Substitute "coarse mask" for "rough mask" throughout the lines below and reproduce them otherwise unchanged, leaving out the pictures.

**DATA EXTRACT:**
= = = = =

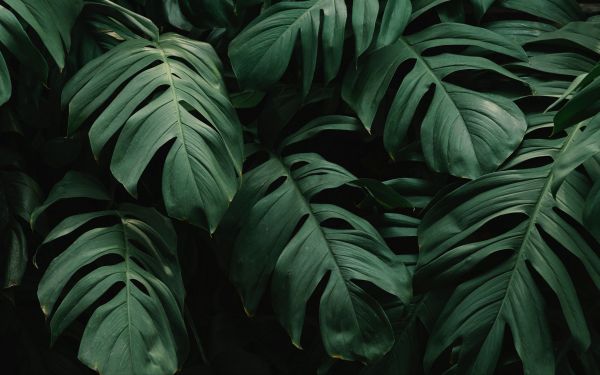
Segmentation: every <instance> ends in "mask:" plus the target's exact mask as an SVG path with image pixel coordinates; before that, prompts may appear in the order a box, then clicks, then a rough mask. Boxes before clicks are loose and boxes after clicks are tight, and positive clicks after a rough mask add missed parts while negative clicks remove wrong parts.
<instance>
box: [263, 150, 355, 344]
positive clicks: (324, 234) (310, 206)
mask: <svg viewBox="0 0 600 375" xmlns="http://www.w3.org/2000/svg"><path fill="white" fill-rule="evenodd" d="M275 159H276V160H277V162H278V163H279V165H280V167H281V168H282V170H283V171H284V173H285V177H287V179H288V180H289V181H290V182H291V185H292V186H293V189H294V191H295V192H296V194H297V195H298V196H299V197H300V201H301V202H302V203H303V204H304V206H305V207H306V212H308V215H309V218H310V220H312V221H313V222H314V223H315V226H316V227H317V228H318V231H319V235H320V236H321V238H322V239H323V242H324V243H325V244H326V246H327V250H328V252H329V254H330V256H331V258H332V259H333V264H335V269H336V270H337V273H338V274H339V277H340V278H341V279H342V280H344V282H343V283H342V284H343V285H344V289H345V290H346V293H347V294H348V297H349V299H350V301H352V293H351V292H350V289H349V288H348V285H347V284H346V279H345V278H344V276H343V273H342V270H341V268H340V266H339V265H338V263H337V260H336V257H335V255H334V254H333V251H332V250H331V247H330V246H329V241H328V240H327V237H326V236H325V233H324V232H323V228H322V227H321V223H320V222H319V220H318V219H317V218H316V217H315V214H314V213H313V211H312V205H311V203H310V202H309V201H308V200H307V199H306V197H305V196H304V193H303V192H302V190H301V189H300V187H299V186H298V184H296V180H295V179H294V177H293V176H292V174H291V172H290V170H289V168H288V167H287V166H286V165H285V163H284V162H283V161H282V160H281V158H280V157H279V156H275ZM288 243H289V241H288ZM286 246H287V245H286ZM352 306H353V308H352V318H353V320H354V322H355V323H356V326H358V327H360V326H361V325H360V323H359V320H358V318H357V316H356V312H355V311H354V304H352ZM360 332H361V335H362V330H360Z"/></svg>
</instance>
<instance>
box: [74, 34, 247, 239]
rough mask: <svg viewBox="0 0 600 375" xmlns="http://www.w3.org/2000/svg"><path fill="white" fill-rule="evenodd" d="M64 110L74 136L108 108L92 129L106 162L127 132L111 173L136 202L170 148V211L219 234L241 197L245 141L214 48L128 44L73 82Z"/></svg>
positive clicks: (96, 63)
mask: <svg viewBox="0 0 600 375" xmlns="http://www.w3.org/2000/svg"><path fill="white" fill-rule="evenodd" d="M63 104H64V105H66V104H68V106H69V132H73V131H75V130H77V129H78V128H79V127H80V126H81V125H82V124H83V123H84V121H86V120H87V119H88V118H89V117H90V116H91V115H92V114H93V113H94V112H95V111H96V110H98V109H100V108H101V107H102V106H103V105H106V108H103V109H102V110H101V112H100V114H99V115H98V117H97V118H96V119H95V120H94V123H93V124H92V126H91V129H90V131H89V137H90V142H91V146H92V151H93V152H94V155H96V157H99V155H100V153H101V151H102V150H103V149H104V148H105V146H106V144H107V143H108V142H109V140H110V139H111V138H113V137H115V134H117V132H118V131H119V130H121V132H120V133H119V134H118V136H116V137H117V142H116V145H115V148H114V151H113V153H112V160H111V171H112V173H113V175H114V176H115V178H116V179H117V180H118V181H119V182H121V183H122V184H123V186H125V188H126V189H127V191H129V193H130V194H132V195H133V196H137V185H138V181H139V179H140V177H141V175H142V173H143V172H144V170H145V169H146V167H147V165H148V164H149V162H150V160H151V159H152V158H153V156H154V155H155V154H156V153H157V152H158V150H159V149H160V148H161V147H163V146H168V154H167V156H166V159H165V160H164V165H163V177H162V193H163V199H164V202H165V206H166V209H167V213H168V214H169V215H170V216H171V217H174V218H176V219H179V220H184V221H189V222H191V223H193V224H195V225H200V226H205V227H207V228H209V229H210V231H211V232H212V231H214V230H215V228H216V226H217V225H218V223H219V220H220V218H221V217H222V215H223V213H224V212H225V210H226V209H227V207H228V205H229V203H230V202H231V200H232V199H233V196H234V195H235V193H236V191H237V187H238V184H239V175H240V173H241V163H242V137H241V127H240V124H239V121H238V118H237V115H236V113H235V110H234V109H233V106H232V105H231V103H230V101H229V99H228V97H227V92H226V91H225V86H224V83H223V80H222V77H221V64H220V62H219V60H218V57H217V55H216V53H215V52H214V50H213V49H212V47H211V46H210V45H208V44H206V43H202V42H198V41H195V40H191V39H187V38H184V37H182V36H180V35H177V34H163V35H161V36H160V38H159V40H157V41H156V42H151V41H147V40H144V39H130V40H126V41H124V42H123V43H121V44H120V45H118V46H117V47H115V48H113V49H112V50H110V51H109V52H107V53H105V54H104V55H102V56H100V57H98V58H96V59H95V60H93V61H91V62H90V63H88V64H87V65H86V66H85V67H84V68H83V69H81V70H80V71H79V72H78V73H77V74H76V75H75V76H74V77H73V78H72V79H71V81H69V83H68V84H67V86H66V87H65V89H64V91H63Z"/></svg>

= = = = =

**TASK RESPONSE:**
Segmentation: every <instance> ends in "mask:" plus the target's exact mask as an SVG path with image pixel coordinates; before that, prompts may appear in the order a box, then clicks, then a coarse mask. Boxes before clicks are loose and boxes after clicks are tight, and positive clicks after a coarse mask add missed parts while negative clicks remove wrong parts.
<instance>
box: [263, 150, 355, 344]
positive clicks: (324, 234) (310, 206)
mask: <svg viewBox="0 0 600 375" xmlns="http://www.w3.org/2000/svg"><path fill="white" fill-rule="evenodd" d="M275 159H276V160H277V162H278V163H279V165H280V167H281V168H282V170H283V171H284V173H285V177H287V179H288V180H289V181H290V182H291V185H292V186H293V189H294V191H295V192H296V194H297V195H298V196H299V197H300V201H301V202H302V203H303V204H304V206H305V207H306V212H308V215H309V218H310V220H312V221H313V222H314V223H315V226H316V227H317V228H318V231H319V235H320V236H321V238H322V239H323V242H324V243H325V244H326V246H327V250H328V252H329V254H330V256H331V258H332V259H333V264H335V269H336V270H337V273H338V274H339V277H340V278H341V279H342V280H344V282H343V283H342V284H343V285H344V289H345V290H346V293H347V294H348V297H349V299H350V301H352V293H351V292H350V289H349V288H348V285H347V284H346V279H345V278H344V276H343V273H342V270H341V268H340V266H339V265H338V263H337V260H336V257H335V255H334V254H333V251H332V250H331V247H330V246H329V241H328V240H327V237H326V236H325V233H324V232H323V228H322V227H321V223H320V222H319V220H318V219H317V218H316V217H315V214H314V213H313V211H312V205H311V203H310V202H309V201H308V200H307V199H306V197H305V196H304V193H303V192H302V190H301V189H300V187H299V186H298V184H296V180H295V179H294V177H293V176H292V174H291V172H290V170H289V168H288V167H287V166H286V165H285V163H284V162H283V161H282V160H281V158H280V157H279V156H275ZM288 243H289V241H288ZM286 246H287V245H286ZM352 306H353V308H352V318H353V320H354V322H355V323H356V326H358V327H360V326H361V325H360V323H359V320H358V318H357V316H356V312H355V311H354V304H352ZM360 332H361V335H362V330H360Z"/></svg>
</instance>
<instance>
box: [74, 34, 247, 239]
coarse mask: <svg viewBox="0 0 600 375" xmlns="http://www.w3.org/2000/svg"><path fill="white" fill-rule="evenodd" d="M64 110L74 136L108 108L92 129L106 162L127 132L111 173L136 202L170 148V211L219 234L241 197L245 141L214 48L128 44L73 82Z"/></svg>
positive clicks: (96, 63)
mask: <svg viewBox="0 0 600 375" xmlns="http://www.w3.org/2000/svg"><path fill="white" fill-rule="evenodd" d="M63 104H64V105H66V104H68V106H69V132H73V131H75V130H77V129H78V128H79V127H80V126H81V125H82V124H83V123H84V121H86V120H87V119H88V118H89V117H90V116H91V115H92V114H93V113H94V112H95V111H96V110H98V109H100V108H101V107H102V106H103V105H106V108H103V109H102V110H101V112H100V114H99V115H98V117H97V118H96V119H95V120H94V123H93V124H92V126H91V129H90V131H89V137H90V142H91V146H92V151H93V152H94V155H96V157H99V155H100V153H101V151H102V150H103V149H104V148H105V146H106V144H107V143H108V142H109V140H110V139H111V138H113V137H115V134H117V132H118V131H119V130H121V132H120V133H119V134H118V136H116V137H117V142H116V145H115V148H114V151H113V153H112V160H111V171H112V173H113V175H114V176H115V178H116V179H117V180H118V181H119V182H121V183H122V184H123V186H125V188H126V189H127V191H129V193H130V194H132V195H133V196H137V185H138V181H139V179H140V177H141V175H142V173H143V172H144V170H145V169H146V167H147V165H148V164H149V162H150V160H151V159H152V158H153V156H154V155H155V154H156V153H157V152H158V150H159V149H160V148H161V147H163V146H168V154H167V156H166V159H165V160H164V165H163V177H162V193H163V199H164V202H165V206H166V209H167V213H168V214H169V215H170V216H171V217H174V218H176V219H179V220H184V221H189V222H191V223H193V224H195V225H200V226H205V227H207V228H209V229H210V231H211V232H212V231H214V230H215V228H216V226H217V225H218V223H219V220H220V218H221V217H222V215H223V213H224V212H225V210H226V209H227V207H228V205H229V203H230V202H231V200H232V199H233V196H234V195H235V193H236V191H237V187H238V184H239V175H240V173H241V163H242V137H241V127H240V124H239V121H238V118H237V115H236V113H235V110H234V109H233V106H232V105H231V103H230V101H229V99H228V97H227V92H226V91H225V86H224V83H223V80H222V77H221V64H220V62H219V60H218V57H217V55H216V53H215V52H214V50H213V49H212V47H211V46H210V45H208V44H206V43H202V42H198V41H195V40H191V39H187V38H184V37H182V36H180V35H177V34H163V35H161V36H160V38H159V40H157V41H156V42H151V41H147V40H144V39H130V40H126V41H124V42H123V43H121V44H120V45H118V46H117V47H115V48H113V49H112V50H110V51H109V52H107V53H105V54H104V55H102V56H100V57H98V58H96V59H95V60H93V61H91V62H90V63H88V64H87V65H86V66H85V67H84V68H83V69H81V70H80V71H79V72H78V73H77V74H76V75H75V76H74V77H73V78H72V79H71V81H69V83H68V84H67V86H66V87H65V89H64V91H63Z"/></svg>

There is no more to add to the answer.